Work instruction: Reproduce word for word the passage below about Prager's reply to Schumer's stance on a judicial nominee.

---------- Passage ----------

Prager’s comments came in response to Senate Minority Leader Chuck Schumer’s (D-NY) opposition to a federal judicial nominee on the basis of the nominee being white.

Schumer further advocated for the implementation of racial and ethnic quotas within federal judicial nominations. Merit should be subverted in pursuit of “diversity,” he suggested, calling for the nomination of more female and “non-white” nominees on the basis of sex, race, and ethnicity. The federal judiciary should “[start] looking a lot more like the America it represents,” said Schumer during a Wednesday Senate session:

    The nomination of Marvin Quattlebaum speaks to the overall lack of diversity in President Trump’s selection for the Federal judiciary. Mr. Quattlebaum replaces not one but two scuttled Obama nominees who were African American. As of February 14, 83 percent of President Trump’s confirmed nominees were male; 92 percent were White. That represents the lowest share of non-White candidates in three decades.

    It is long past time that the judiciary starts looking a lot more like the America it represents. Having a diversity of views and experience on the Federal bench is necessary for the equal administration of justice. After years of improvement, the Trump administration, as in so many other areas, is taking a giant step backward–this time, when it comes to the diversity of their nominations. I will be voting no on the Quattlebaum nomination.

Following Schumer’s quota-based logic, Prager asked if the share of Jews within the judiciary should be reduced in pursuit of proportionate ethnic representation:

    I wonder, if [Chuck Schumer] thinks [the judiciary] should look like America — I’m just curious, since I’m a Jew, I can ask this question, because if a non-Jew asked this he’d be accused of anti-Semitism — so I would like to know, I’ll bet you that the proportion of judges who are Jewish is greater than the proportion of Jews in the society. Would Chuck Schumer like to see fewer Jews in the judiciary so that the judiciary looked like the American population? Is that an unfair question? I’m serious, is it unfair? If he’s serious about what he said, does he think Asians overrepresent? Does he feel this way about sports?

---------- Supplied information ----------

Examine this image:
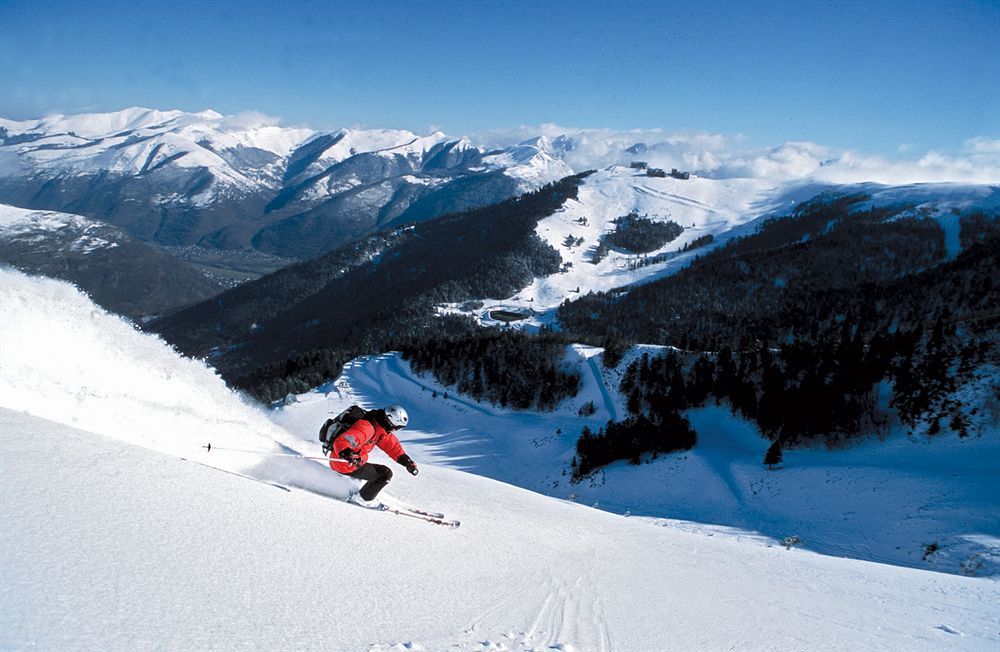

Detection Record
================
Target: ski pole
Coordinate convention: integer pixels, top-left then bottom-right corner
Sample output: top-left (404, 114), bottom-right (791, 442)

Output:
top-left (202, 442), bottom-right (330, 462)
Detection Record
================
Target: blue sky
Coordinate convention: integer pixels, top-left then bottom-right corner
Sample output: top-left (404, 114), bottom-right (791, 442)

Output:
top-left (0, 0), bottom-right (1000, 155)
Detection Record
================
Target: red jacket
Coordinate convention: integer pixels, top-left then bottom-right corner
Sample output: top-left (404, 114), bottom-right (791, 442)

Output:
top-left (330, 419), bottom-right (406, 475)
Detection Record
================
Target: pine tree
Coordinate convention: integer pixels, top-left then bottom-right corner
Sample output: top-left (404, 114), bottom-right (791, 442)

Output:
top-left (764, 440), bottom-right (781, 470)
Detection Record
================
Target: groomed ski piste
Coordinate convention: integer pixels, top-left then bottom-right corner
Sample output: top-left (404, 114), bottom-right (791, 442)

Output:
top-left (0, 270), bottom-right (1000, 651)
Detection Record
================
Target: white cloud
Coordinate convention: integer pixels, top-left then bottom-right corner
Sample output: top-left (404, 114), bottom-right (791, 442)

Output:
top-left (469, 123), bottom-right (1000, 184)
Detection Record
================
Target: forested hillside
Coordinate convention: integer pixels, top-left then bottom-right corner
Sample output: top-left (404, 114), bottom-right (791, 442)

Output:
top-left (152, 174), bottom-right (586, 400)
top-left (559, 196), bottom-right (1000, 474)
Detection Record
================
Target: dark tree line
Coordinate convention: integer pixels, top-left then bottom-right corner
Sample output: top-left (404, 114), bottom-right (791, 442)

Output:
top-left (151, 173), bottom-right (587, 401)
top-left (402, 329), bottom-right (580, 410)
top-left (560, 197), bottom-right (1000, 475)
top-left (591, 212), bottom-right (684, 264)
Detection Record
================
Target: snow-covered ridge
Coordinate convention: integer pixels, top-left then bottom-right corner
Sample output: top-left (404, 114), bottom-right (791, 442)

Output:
top-left (0, 268), bottom-right (348, 495)
top-left (0, 204), bottom-right (128, 252)
top-left (441, 168), bottom-right (1000, 328)
top-left (0, 258), bottom-right (1000, 652)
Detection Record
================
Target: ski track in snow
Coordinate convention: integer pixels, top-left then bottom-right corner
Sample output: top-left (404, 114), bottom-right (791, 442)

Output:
top-left (0, 270), bottom-right (1000, 651)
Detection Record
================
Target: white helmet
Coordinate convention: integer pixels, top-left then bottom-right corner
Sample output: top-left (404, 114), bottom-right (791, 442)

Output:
top-left (383, 405), bottom-right (410, 430)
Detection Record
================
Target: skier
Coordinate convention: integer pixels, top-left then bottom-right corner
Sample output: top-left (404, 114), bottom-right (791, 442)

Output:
top-left (330, 405), bottom-right (419, 509)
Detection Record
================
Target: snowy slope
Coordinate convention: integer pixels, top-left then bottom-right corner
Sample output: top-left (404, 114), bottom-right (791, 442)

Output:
top-left (441, 166), bottom-right (1000, 329)
top-left (0, 204), bottom-right (222, 319)
top-left (273, 347), bottom-right (1000, 576)
top-left (0, 204), bottom-right (124, 253)
top-left (0, 272), bottom-right (1000, 650)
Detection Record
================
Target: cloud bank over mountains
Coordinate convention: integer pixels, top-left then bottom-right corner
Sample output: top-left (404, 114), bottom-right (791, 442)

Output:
top-left (468, 123), bottom-right (1000, 185)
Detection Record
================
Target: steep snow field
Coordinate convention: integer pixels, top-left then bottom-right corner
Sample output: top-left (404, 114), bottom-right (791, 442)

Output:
top-left (273, 347), bottom-right (1000, 576)
top-left (0, 270), bottom-right (1000, 651)
top-left (441, 165), bottom-right (1000, 329)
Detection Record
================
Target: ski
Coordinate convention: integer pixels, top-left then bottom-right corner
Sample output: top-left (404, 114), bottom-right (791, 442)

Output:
top-left (381, 505), bottom-right (461, 529)
top-left (347, 500), bottom-right (461, 528)
top-left (383, 499), bottom-right (444, 518)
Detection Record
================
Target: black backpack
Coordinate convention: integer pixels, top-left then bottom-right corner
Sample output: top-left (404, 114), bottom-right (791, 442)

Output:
top-left (319, 405), bottom-right (368, 455)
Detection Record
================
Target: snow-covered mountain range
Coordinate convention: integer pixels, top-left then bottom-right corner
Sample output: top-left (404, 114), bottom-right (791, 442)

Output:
top-left (0, 204), bottom-right (223, 318)
top-left (0, 108), bottom-right (572, 258)
top-left (0, 271), bottom-right (1000, 652)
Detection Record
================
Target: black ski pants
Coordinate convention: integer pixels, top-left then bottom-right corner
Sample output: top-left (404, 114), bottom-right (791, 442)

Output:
top-left (350, 464), bottom-right (392, 500)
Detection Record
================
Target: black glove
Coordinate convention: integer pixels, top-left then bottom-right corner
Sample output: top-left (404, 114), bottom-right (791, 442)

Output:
top-left (396, 455), bottom-right (420, 475)
top-left (340, 448), bottom-right (361, 467)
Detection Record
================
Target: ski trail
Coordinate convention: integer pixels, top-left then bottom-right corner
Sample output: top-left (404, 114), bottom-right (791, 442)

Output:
top-left (587, 356), bottom-right (619, 421)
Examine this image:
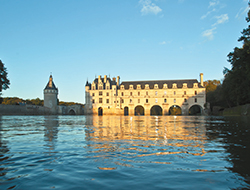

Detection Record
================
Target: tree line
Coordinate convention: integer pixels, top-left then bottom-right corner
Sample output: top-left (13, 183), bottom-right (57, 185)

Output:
top-left (204, 6), bottom-right (250, 108)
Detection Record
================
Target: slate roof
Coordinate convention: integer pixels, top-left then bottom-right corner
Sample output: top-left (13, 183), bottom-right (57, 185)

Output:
top-left (44, 75), bottom-right (57, 90)
top-left (85, 77), bottom-right (116, 89)
top-left (120, 79), bottom-right (204, 90)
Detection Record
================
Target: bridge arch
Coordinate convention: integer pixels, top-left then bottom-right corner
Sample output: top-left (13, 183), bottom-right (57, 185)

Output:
top-left (150, 105), bottom-right (163, 115)
top-left (69, 109), bottom-right (76, 115)
top-left (188, 104), bottom-right (202, 115)
top-left (135, 105), bottom-right (145, 115)
top-left (169, 105), bottom-right (182, 115)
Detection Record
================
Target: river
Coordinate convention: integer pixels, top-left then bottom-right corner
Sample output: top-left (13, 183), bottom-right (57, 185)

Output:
top-left (0, 116), bottom-right (250, 189)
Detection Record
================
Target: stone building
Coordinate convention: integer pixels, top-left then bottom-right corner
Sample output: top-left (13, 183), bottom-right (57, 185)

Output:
top-left (85, 73), bottom-right (206, 115)
top-left (43, 75), bottom-right (58, 114)
top-left (43, 75), bottom-right (84, 115)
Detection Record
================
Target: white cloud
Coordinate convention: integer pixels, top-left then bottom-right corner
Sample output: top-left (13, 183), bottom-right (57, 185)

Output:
top-left (202, 27), bottom-right (216, 40)
top-left (235, 6), bottom-right (249, 18)
top-left (139, 0), bottom-right (162, 15)
top-left (201, 9), bottom-right (216, 19)
top-left (208, 1), bottom-right (220, 8)
top-left (213, 14), bottom-right (229, 26)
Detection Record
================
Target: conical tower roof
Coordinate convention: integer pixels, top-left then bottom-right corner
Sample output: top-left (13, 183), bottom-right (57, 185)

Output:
top-left (44, 75), bottom-right (57, 90)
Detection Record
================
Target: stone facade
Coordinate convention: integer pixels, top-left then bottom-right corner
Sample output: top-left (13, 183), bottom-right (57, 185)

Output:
top-left (43, 75), bottom-right (58, 114)
top-left (85, 73), bottom-right (206, 115)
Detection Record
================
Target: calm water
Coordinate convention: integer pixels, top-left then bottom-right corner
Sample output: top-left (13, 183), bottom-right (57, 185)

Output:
top-left (0, 116), bottom-right (250, 189)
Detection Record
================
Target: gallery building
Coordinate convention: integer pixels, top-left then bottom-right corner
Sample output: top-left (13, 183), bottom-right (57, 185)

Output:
top-left (84, 73), bottom-right (206, 115)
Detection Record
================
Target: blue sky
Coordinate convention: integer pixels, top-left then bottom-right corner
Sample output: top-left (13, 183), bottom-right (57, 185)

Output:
top-left (0, 0), bottom-right (248, 103)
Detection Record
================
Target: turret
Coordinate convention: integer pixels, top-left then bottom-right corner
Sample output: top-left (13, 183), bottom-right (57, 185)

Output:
top-left (200, 73), bottom-right (204, 86)
top-left (43, 75), bottom-right (58, 114)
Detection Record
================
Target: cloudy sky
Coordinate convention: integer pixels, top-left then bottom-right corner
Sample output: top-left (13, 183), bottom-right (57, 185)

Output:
top-left (0, 0), bottom-right (248, 103)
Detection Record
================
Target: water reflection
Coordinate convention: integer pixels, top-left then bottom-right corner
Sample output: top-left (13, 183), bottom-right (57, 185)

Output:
top-left (206, 117), bottom-right (250, 184)
top-left (0, 115), bottom-right (9, 180)
top-left (44, 116), bottom-right (59, 150)
top-left (86, 116), bottom-right (207, 168)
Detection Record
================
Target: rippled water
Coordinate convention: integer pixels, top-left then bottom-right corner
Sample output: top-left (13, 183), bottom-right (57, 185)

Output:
top-left (0, 116), bottom-right (250, 189)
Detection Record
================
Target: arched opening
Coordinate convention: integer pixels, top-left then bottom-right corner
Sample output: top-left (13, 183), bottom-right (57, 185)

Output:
top-left (135, 106), bottom-right (144, 115)
top-left (150, 105), bottom-right (162, 115)
top-left (69, 109), bottom-right (76, 115)
top-left (124, 107), bottom-right (128, 115)
top-left (98, 107), bottom-right (103, 116)
top-left (188, 105), bottom-right (202, 115)
top-left (169, 105), bottom-right (182, 115)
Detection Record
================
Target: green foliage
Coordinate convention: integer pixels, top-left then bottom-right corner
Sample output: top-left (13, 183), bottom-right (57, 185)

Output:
top-left (222, 7), bottom-right (250, 107)
top-left (2, 97), bottom-right (25, 105)
top-left (204, 80), bottom-right (221, 93)
top-left (59, 101), bottom-right (83, 106)
top-left (0, 60), bottom-right (10, 95)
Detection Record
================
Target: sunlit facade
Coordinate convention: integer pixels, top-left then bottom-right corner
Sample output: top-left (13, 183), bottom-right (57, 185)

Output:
top-left (85, 73), bottom-right (206, 115)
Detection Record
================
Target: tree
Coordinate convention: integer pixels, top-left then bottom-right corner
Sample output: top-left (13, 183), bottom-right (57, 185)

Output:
top-left (204, 80), bottom-right (221, 93)
top-left (222, 4), bottom-right (250, 106)
top-left (0, 60), bottom-right (10, 104)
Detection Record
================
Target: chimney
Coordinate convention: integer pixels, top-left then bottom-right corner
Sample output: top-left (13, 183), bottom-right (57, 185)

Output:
top-left (116, 76), bottom-right (120, 86)
top-left (104, 75), bottom-right (107, 83)
top-left (200, 73), bottom-right (204, 86)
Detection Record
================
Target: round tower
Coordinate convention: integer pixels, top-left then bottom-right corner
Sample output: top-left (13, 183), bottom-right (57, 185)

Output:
top-left (43, 75), bottom-right (58, 114)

----------

Response below:
Prager’s comments came in response to Senate Minority Leader Chuck Schumer’s (D-NY) opposition to a federal judicial nominee on the basis of the nominee being white.

Schumer further advocated for the implementation of racial and ethnic quotas within federal judicial nominations. Merit should be subverted in pursuit of “diversity,” he suggested, calling for the nomination of more female and “non-white” nominees on the basis of sex, race, and ethnicity. The federal judiciary should “[start] looking a lot more like the America it represents,” said Schumer during a Wednesday Senate session:

    The nomination of Marvin Quattlebaum speaks to the overall lack of diversity in President Trump’s selection for the Federal judiciary. Mr. Quattlebaum replaces not one but two scuttled Obama nominees who were African American. As of February 14, 83 percent of President Trump’s confirmed nominees were male; 92 percent were White. That represents the lowest share of non-White candidates in three decades.

    It is long past time that the judiciary starts looking a lot more like the America it represents. Having a diversity of views and experience on the Federal bench is necessary for the equal administration of justice. After years of improvement, the Trump administration, as in so many other areas, is taking a giant step backward–this time, when it comes to the diversity of their nominations. I will be voting no on the Quattlebaum nomination.

Following Schumer’s quota-based logic, Prager asked if the share of Jews within the judiciary should be reduced in pursuit of proportionate ethnic representation:

    I wonder, if [Chuck Schumer] thinks [the judiciary] should look like America — I’m just curious, since I’m a Jew, I can ask this question, because if a non-Jew asked this he’d be accused of anti-Semitism — so I would like to know, I’ll bet you that the proportion of judges who are Jewish is greater than the proportion of Jews in the society. Would Chuck Schumer like to see fewer Jews in the judiciary so that the judiciary looked like the American population? Is that an unfair question? I’m serious, is it unfair? If he’s serious about what he said, does he think Asians overrepresent? Does he feel this way about sports?